> **Objective**: Format the lines below as a numbered list, omitting blank lines and leaving out the pictures.

> **Dataset**:
════════

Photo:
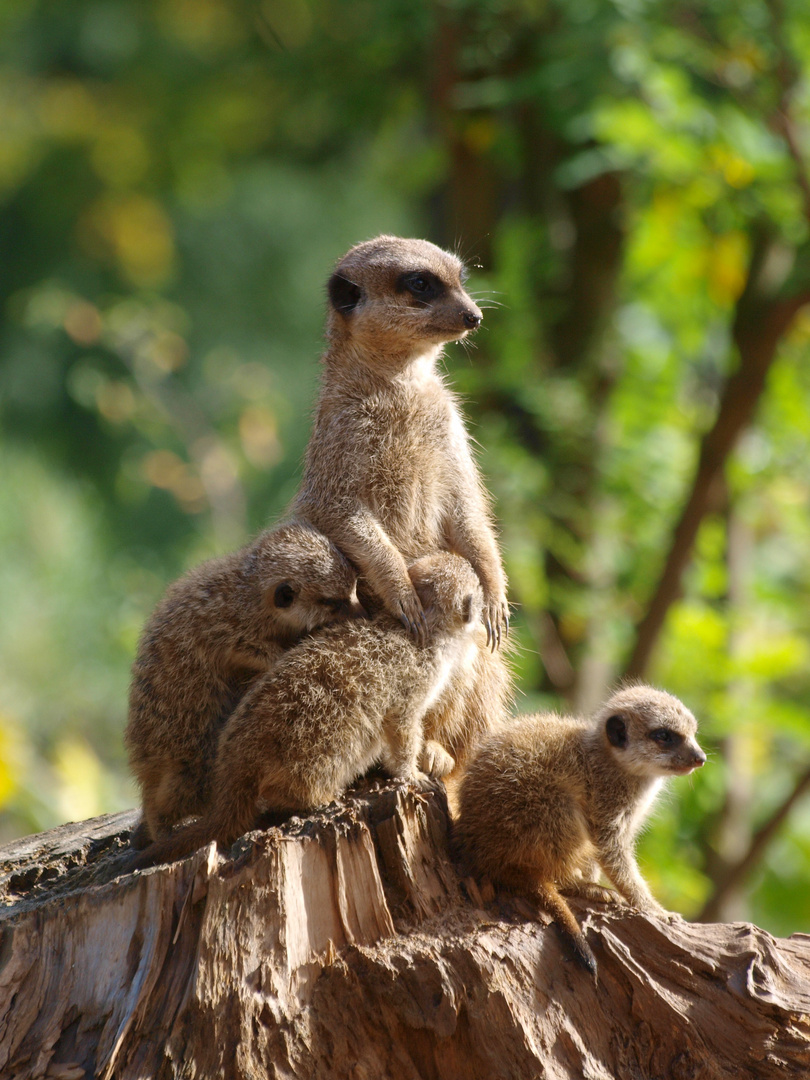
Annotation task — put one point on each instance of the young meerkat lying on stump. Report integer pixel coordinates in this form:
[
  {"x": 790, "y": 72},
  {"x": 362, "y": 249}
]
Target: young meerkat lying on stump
[
  {"x": 351, "y": 696},
  {"x": 550, "y": 800},
  {"x": 216, "y": 629}
]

════════

> **Solution**:
1. Photo:
2. Annotation task — put one point on each instance of the young meerkat lying on stump. Report integer pixel coordinates in this form:
3. [
4.   {"x": 790, "y": 72},
5.   {"x": 362, "y": 249}
6. ]
7. Target: young meerkat lying on stump
8. [
9.   {"x": 351, "y": 696},
10.   {"x": 550, "y": 800},
11.   {"x": 216, "y": 629}
12. ]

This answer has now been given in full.